### Source data
====
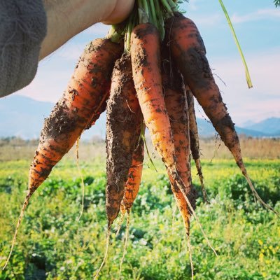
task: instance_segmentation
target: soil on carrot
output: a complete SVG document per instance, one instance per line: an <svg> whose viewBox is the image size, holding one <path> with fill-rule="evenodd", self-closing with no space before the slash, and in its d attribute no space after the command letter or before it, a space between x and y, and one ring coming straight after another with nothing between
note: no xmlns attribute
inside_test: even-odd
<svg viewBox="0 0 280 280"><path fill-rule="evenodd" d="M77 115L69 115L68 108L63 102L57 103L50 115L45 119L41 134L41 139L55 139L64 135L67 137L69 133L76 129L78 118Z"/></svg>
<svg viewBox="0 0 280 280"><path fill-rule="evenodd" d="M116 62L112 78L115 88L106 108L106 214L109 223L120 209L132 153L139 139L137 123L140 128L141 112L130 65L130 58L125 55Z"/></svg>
====
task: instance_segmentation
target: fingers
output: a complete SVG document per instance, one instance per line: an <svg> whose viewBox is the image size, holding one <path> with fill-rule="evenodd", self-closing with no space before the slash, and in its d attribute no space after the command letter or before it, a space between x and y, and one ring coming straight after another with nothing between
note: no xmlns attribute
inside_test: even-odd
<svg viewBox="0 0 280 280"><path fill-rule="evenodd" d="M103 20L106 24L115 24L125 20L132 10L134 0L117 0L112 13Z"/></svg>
====
### Short exercise
How many lines of the listing above contain the string "fill"? Case counts. Reply with the number only.

### Worked solution
5